▶ _What the exercise asks_
Copy the listing lines starting at the line that contains "Target: open palm" and ending after the line that contains "0,0 -> 236,204", replacing "open palm" with "raised palm" and keeping everything else the same.

═════ Material for this task ═════

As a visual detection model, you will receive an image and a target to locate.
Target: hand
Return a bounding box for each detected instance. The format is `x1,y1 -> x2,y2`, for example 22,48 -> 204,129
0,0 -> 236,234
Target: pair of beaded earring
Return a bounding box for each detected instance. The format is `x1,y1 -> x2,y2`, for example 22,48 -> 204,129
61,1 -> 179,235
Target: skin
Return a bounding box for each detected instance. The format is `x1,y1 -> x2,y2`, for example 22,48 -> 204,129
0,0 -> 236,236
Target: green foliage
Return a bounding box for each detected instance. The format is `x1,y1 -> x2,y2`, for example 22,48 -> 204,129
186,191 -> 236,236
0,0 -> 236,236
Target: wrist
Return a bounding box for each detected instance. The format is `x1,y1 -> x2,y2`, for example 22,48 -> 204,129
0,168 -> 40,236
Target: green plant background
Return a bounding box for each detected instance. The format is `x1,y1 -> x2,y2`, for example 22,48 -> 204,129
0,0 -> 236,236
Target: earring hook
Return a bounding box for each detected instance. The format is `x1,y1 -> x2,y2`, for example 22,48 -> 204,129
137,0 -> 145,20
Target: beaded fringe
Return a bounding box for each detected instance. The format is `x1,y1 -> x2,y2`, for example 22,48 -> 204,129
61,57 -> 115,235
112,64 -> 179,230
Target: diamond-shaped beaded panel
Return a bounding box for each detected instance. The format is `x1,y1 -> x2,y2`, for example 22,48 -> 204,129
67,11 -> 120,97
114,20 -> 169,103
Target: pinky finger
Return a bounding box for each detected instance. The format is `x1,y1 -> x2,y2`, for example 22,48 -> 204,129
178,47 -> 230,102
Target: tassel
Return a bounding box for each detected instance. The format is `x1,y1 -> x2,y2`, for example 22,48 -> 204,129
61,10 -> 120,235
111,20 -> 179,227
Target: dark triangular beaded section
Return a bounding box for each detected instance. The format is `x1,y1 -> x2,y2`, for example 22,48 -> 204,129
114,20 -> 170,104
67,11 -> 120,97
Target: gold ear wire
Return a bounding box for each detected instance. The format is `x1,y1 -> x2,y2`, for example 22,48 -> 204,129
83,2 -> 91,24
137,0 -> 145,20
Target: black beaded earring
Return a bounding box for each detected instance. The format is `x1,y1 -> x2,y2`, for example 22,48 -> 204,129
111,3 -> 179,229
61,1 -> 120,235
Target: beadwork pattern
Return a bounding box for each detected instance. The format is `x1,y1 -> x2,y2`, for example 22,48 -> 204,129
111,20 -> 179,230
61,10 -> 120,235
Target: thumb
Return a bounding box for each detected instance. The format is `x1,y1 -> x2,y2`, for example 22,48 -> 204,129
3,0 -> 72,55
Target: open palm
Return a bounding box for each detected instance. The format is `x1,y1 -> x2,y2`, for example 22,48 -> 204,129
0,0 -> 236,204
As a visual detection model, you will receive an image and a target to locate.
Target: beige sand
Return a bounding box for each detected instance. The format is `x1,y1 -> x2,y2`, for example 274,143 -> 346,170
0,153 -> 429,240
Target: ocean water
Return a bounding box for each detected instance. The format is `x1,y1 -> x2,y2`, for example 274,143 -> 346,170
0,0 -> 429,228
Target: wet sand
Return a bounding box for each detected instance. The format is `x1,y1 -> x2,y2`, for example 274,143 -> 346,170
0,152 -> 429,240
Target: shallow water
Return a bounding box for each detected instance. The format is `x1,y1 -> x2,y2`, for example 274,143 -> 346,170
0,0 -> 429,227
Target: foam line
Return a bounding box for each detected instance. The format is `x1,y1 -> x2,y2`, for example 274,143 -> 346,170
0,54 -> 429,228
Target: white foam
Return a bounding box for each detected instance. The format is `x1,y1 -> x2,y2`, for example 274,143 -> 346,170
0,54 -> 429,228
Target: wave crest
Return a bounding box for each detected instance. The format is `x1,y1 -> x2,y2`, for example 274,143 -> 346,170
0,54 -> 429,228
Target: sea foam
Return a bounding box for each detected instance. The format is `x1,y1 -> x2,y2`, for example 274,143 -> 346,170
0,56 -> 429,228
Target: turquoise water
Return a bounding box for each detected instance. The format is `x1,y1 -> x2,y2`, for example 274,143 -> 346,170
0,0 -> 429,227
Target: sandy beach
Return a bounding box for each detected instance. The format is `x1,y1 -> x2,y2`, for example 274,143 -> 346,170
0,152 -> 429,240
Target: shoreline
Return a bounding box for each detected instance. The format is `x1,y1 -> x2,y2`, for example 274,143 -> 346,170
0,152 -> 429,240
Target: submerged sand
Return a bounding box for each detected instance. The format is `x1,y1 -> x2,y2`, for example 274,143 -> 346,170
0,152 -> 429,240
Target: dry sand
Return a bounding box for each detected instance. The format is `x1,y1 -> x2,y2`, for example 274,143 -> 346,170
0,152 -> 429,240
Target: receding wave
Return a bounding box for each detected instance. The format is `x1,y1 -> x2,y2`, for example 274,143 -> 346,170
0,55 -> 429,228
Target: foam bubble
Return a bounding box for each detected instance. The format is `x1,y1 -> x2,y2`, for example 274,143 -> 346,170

═════

▶ _Answer below_
Target: raised palm
Return a bounding box for each detected instance. The format is `x1,y1 -> x2,y2`, for example 22,48 -> 204,129
0,0 -> 236,204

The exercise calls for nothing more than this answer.